## GIVEN INFORMATION
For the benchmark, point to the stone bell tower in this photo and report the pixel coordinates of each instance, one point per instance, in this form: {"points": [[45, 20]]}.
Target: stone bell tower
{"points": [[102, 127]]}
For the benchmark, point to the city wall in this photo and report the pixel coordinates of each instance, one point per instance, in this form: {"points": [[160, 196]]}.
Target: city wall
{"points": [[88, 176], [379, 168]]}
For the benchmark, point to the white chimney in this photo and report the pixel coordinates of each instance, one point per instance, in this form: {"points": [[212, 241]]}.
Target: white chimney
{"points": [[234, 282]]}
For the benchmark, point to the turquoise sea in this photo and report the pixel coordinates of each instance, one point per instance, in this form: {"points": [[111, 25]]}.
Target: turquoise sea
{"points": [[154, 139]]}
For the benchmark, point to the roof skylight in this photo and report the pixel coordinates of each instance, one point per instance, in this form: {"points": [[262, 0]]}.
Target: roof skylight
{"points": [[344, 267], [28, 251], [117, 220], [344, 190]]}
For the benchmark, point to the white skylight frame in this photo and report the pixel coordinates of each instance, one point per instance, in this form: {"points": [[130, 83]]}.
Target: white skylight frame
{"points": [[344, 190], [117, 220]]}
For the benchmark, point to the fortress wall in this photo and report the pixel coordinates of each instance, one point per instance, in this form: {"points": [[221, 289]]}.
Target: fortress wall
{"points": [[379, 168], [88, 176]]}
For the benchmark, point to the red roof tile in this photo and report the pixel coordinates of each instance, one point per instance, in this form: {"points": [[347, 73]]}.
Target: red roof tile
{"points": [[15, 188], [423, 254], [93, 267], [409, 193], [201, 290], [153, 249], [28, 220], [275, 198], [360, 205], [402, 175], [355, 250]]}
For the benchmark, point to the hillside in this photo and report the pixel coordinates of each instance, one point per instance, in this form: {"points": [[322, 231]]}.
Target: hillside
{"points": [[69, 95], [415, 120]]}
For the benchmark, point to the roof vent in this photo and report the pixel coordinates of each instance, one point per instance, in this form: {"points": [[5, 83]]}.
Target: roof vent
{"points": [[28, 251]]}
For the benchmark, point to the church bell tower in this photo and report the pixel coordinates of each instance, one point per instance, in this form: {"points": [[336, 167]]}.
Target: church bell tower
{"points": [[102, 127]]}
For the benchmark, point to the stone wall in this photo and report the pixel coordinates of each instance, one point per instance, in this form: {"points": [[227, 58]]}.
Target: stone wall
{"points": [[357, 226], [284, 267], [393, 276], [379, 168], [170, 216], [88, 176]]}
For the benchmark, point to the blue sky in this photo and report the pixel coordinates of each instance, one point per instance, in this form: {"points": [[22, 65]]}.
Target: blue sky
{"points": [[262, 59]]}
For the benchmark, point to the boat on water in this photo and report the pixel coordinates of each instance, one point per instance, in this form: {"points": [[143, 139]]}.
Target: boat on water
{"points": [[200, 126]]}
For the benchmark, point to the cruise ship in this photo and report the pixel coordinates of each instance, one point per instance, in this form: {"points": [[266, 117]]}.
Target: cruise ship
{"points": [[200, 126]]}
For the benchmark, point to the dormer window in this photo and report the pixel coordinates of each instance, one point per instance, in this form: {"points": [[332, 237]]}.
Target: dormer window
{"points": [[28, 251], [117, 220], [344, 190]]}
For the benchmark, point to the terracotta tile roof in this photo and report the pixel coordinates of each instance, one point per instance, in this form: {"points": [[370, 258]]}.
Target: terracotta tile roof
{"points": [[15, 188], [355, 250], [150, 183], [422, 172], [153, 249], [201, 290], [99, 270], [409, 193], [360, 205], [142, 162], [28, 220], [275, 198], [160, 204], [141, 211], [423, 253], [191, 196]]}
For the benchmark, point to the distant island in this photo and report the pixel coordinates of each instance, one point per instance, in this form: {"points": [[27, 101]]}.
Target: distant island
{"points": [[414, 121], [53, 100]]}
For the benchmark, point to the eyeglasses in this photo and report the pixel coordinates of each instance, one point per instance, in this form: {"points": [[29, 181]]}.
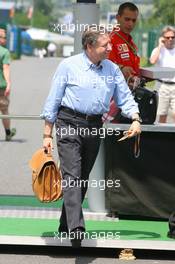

## WRITTEN REQUEST
Please gather and copy out every line in the items above that contains the word "dormer", matching case exactly.

## ANSWER TO THIS TASK
For the benchmark, point to the dormer window in this photo and report the pixel coordinates of each instance, one point per instance, in this form: {"points": [[332, 237]]}.
Target: dormer window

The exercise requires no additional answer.